• [Source extract]:

You can view threads in the UI by clicking on the Threads tab in any project details page. The table shows each thread’s first input, last output, start times, turn count, latency (P50/P99), token usage, cost, and feedback score. The right panel displays aggregate stats for the project, including thread and trace counts, total and median token usage, error rate, and P50/P99 latency.
Use Polly in thread views to analyze conversation threads, understand user sentiment, identify pain points, and track whether issues were resolved.
You can then click into a particular thread. You can view the thread in three different ways:
  • Messages view (Beta): the conversation layer. Scan each turn as a chat-style thread showing user and assistant messages, tool calls, and subagent activity.
  • Turns view: the per-turn summary. View each turn as a card showing its inputs and outputs, with expand/collapse and customizable input/output fields.

• [Assignment 1]: Copy the passage from the threads documentation from "You can then" up to and including "and subagent activity.".
• [Assignment 2]: According to the threads documentation, what aggregate stats does the right panel display for the project?
• [Assignment 3]: Pick up the threads documentation after its last line and write the next part.

• [Data extract]:
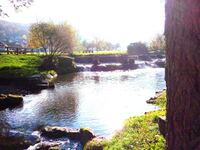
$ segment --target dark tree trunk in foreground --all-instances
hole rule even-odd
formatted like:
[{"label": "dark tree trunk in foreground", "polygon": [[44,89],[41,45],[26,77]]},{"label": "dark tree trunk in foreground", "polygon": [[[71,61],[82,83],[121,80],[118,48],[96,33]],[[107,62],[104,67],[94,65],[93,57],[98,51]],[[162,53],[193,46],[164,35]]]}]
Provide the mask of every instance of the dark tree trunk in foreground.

• [Written answer 1]:
You can then click into a particular thread. You can view the thread in three different ways:
  • Messages view (Beta): the conversation layer. Scan each turn as a chat-style thread showing user and assistant messages, tool calls, and subagent activity.

• [Written answer 2]: Thread and trace counts, total and median token usage, error rate, and P50/P99 latency.

• [Written answer 3]:
  • Details view: the debugging layer. Drill into a specific run to inspect inputs, outputs, metadata, timing, errors, and child runs. The surrounding thread context stays visible so you can see where the run fits in the broader conversation.
Switch between views using the buttons at the top of the page or keyboard shortcuts M (Messages), T (Turns), and D (Details). While the Messages view is in beta, the thread side panel defaults to the Details view. The right panel shows stats for the thread, including turn count, first and last start times, P50/P99 latency, and a cost breakdown by input and output tokens. For a full description of each view, see View traces.

View feedback

Feedback scores are visible in the Feedback column of the threads table on the project’s Threads tab. Within a thread, open the Messages view and click the LLM call link in a turn’s metadata row to go to the Details view for that run, where you can review feedback for the run. You can also see thread-level feedback there.

Save thread-level filter

Thread filters look through all runs and surface a thread if at least 1 run matches the filter.
On the Threads tab of a project, you can save commonly used filters: Set a filter using the Add filter button, then click Save view.